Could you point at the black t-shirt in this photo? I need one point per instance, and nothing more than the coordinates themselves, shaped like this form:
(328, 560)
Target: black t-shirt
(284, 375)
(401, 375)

THE TASK: Every line of the data must be reproduced exactly.

ANSWER SECTION:
Could you point at the black t-shirt in this photo? I need one point per instance, and nothing more than the coordinates themselves, shaped like this form:
(328, 560)
Target: black t-shirt
(284, 375)
(401, 375)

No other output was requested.